* PASSAGE TO READ
============================================================

Indeed, phasing out the MID should be part of a larger effort to end all kinds of government subsidies — including those for oil companies — that prop up the wasteful and excessive lifestyles of the past while shifting encouragement to clean energy alternatives and housing choices that fit the demands of future communities.

President Barack Obama made a good start on Thursday when he proposed a new tax credit and other measures to encourage businesses to invest in clean energy technology — steps that he said could save $40 billion a year on utility bills. Earlier this week, the president said his budget, set for release later this month, will propose eliminating $4 billion a year in subsidies and tax breaks to oil companies. (Those same companies would get some of that back in new incentives for natural gas production.)

Commission proposed scrapping it
Obama has been silent of late, however, on the mortgage interest deduction. Several times in 2009 he had hinted at its demise. His deficit reduction commission proposed in its final report last year that the MID be scrapped in favor of a flat 12 percent tax credit. But the MID never came up in his State of the Union address. While the president touted a simplified tax code and said that the government must rein in “spending through tax breaks and loopholes,” he offered no specifics on the MID’s fate.

It’s clear that the real estate industry would vigorously resist any attempt to roll back the deduction. It’s “one of the pillars of our national housing policy, and limiting its use will have negative repercussions for consumers and home values up and down the housing chain,” Michael Berman, chairman of the Mortgage Bankers Association, told HousingWire.com.

Lawrence Yun, economist for the National Association of Realtors, even went so far as to tell the Wall Street Journal that ending the deduction would “surely put us in a broader economic recession.”

Those comments carry the ring of desperation, however, as the downside of homeownership becomes more apparent. “There’s an increasing understanding that single-family housing has been over-subsidized, and that’s to the detriment of the broader economy,” Mark Sandi, chief economist at Moody’s Analytics, told the Wall Street Journal.

‘Not the most enlightened public policy’
Christopher Leinberger, an urban land strategist at the Brookings Institution, told me: “It’s not the most enlightened public policy unless you believe in reverse Robin Hood policies — take from the poor and give to the rich.” As for its spatial impact, Leinberger said the MID disproportionally helps drivable suburban places at the expense of walkable, urbanized locales that typically have more renters. Renters — including larger numbers of younger people and down-sizing baby boomers — don’t get the tax break. Yet that’s the portion of the housing market that needs to be encouraged, he said.

============================================================

* PROBLEM SET
A - Translate this sentence from the passage on the mortgage interest deduction into Spanish: "Obama has been silent of late, however, on the mortgage interest deduction."
B - Summarize the passage on the mortgage interest deduction in two sentences.
C - Carry on the passage about the mortgage interest deduction, picking up after its final sentence.

[Named object pointing entries]
============================================================

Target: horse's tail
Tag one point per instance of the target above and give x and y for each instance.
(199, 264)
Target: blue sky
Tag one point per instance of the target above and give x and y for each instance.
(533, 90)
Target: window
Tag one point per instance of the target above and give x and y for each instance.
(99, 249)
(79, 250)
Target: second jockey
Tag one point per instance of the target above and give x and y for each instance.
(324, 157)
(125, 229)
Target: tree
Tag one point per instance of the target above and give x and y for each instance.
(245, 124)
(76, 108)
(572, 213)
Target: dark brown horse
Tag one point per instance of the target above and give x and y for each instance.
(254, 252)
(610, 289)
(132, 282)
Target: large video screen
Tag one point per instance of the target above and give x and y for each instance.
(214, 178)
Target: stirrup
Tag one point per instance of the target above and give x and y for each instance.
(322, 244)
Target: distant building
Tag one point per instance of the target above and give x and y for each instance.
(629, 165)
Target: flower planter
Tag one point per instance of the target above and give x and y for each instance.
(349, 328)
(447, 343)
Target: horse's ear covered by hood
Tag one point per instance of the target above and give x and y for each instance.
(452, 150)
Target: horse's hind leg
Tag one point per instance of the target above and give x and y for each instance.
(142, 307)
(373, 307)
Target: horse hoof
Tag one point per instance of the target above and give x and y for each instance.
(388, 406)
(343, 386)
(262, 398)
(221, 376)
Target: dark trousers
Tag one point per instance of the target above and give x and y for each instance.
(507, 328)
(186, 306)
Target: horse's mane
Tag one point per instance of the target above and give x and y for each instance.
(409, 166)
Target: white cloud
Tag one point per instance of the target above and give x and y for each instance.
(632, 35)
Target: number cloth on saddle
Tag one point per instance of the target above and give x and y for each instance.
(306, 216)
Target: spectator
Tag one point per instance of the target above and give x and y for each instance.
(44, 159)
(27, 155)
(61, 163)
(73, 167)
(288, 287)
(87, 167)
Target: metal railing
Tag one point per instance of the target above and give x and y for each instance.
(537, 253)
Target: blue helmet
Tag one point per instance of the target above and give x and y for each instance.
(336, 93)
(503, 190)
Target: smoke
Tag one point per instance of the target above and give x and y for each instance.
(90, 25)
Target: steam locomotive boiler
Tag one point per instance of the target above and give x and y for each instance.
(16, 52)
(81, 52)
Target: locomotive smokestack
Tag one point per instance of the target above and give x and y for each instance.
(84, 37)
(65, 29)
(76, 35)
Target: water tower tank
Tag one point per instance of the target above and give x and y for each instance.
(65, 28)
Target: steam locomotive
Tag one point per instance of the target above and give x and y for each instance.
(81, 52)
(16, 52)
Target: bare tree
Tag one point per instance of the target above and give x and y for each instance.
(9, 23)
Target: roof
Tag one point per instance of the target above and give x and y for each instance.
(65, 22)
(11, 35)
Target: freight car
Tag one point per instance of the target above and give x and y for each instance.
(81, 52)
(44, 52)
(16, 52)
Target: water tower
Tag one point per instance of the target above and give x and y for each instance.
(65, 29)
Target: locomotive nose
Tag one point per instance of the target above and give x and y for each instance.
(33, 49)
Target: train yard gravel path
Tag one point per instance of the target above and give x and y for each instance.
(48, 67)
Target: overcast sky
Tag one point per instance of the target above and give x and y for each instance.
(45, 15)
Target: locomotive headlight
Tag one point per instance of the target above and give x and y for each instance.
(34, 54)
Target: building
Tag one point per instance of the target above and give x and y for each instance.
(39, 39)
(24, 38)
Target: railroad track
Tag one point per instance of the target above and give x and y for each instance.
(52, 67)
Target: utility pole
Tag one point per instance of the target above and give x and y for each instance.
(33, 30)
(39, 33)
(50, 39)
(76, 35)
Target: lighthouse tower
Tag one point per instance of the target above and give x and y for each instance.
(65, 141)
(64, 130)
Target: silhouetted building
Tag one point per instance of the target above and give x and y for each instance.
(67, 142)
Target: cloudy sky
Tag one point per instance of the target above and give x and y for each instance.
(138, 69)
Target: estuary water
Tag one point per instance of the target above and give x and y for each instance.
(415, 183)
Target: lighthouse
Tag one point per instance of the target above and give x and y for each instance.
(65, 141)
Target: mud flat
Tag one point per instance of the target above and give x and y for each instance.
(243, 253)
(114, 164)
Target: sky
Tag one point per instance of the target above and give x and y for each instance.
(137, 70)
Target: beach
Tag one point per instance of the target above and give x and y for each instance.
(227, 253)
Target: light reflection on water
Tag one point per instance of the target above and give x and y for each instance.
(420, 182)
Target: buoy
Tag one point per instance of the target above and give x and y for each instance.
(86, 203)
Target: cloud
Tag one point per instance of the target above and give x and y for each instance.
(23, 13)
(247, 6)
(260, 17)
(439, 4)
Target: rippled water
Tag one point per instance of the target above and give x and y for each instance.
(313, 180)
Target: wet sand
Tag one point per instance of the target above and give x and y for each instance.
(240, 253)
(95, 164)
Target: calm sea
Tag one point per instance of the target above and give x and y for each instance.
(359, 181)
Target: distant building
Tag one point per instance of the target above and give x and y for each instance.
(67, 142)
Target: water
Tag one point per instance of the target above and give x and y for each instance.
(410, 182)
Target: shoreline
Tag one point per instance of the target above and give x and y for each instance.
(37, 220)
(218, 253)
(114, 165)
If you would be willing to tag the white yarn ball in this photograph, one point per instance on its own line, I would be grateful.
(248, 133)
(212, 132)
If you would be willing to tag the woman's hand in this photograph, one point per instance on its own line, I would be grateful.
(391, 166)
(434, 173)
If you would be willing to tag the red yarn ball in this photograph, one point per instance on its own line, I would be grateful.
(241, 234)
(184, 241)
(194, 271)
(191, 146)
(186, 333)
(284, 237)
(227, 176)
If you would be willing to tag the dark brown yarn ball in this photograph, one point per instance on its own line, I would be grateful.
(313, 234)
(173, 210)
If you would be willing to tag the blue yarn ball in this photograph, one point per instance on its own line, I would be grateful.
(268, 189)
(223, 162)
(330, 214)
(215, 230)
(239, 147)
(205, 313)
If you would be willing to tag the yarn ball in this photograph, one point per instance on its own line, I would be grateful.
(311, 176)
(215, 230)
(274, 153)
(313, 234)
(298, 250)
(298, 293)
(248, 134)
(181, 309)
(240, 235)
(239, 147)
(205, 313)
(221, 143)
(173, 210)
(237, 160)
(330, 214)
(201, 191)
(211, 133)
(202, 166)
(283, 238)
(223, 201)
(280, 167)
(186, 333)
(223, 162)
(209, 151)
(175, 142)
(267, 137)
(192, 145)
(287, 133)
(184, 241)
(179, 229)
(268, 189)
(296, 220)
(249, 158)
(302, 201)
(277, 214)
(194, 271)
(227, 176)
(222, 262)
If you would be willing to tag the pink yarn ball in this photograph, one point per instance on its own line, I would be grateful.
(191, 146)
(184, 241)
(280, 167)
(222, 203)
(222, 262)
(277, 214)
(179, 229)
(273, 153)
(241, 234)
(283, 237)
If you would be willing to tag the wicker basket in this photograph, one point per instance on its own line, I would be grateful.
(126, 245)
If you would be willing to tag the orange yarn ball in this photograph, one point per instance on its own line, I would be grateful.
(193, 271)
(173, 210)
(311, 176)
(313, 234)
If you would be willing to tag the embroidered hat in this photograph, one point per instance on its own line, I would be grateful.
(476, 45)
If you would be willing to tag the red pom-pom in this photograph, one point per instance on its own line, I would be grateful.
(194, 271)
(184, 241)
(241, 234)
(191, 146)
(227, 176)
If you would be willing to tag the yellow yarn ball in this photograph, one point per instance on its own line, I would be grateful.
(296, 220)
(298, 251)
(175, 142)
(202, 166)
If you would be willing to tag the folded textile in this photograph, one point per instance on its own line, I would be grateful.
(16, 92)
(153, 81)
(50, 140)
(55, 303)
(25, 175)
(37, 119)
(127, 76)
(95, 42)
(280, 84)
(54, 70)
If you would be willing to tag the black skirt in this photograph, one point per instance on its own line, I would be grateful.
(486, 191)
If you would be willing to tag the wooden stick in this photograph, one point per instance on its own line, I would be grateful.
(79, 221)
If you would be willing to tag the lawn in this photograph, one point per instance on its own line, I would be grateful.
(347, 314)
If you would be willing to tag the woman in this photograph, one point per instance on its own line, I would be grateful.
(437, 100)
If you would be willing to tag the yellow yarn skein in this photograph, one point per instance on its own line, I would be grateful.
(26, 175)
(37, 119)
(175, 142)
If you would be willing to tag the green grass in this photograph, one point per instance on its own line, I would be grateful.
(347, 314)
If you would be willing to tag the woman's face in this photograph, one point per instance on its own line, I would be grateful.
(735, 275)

============================================================

* EXERCISE ANSWERS
A - Sin embargo, últimamente Obama ha guardado silencio sobre la deducción de intereses hipotecarios.

B - The passage argues that the mortgage interest deduction should be phased out as part of a wider end to subsidies, including those for oil companies, with support shifted toward clean energy and housing suited to future communities, and it notes that President Obama has given no specifics on the deduction's fate even though his deficit commission proposed replacing it with a flat 12 percent tax credit. Real estate industry figures warn that limiting the deduction would hurt consumers, home values and the economy, while critics say single-family housing has been over-subsidized and that the deduction favors drivable suburbs over walkable urban areas, where renters get no such break.

C -
Jim Solem, a local consultant who works with the “Rethinking Housing” coalition, said that ending the deduction now would probably depress home prices even further. Still, he said, there’s “a new reality” afoot that may keep values down for years, both because aging Boomers are “trapped” in their homes and because younger people lack the job stability of past generations. 

The best report I’ve read on MID comes from the Urban Institute and the Tax Policy Center. The report [PDF] traces the deduction’s history to the beginnings of the Federal Income Tax in 1913, when all interest payments were made deductible. The rationale of homeownership being good for the community didn’t emerge until after World War II. By 1986, when most deductions were eliminated in a broad reform, the MID survived as a sacred cow.

Actually, it’s available only to the one-third of taxpayers who itemize, meaning that its benefit accrues almost entirely to the upper-middle class. (The very wealthy tend to have paid off their mortgages.)

The report spells out the benefits of homeownership on communities (owners take better care of property and are more apt to be engaged in civic affairs, etc.). But it concludes that those people would likely own homes and care for property with or without the deduction. The deduction’s main impact, it says, it to encourage relatively wealthy buyers to purchase larger, more expensive homes or second homes. It notes that the value of the deduction has risen and fallen tenfold over the past 50 years while the rates of homeownership have remained stable — between 63 and 68 percent. (Other reports note that Canada has a similar rate of homeownership without MID.)

If the object is to increase homeownership, a tax credit available to all taxpayers would be fairer and probably more effective, the study concludes.

But as the current housing crisis illustrates, homeownership can be too great a burden in an economy that no longer offers the stable employment that it once enjoyed. All kinds of forces — economic, environmental and social — are forging a new housing market. It will be unlike the monolithic, single-family, auto-oriented suburban market of the post World War II era. It will be more varied. There will be a greater number of smaller homes, shorter driving trips, more transit, more multi-family housing types, more mixing of homes, offices, shops and other attractions. The challenge for government is to shift its subsidies in ways that encourage rather than encumber the emerging market.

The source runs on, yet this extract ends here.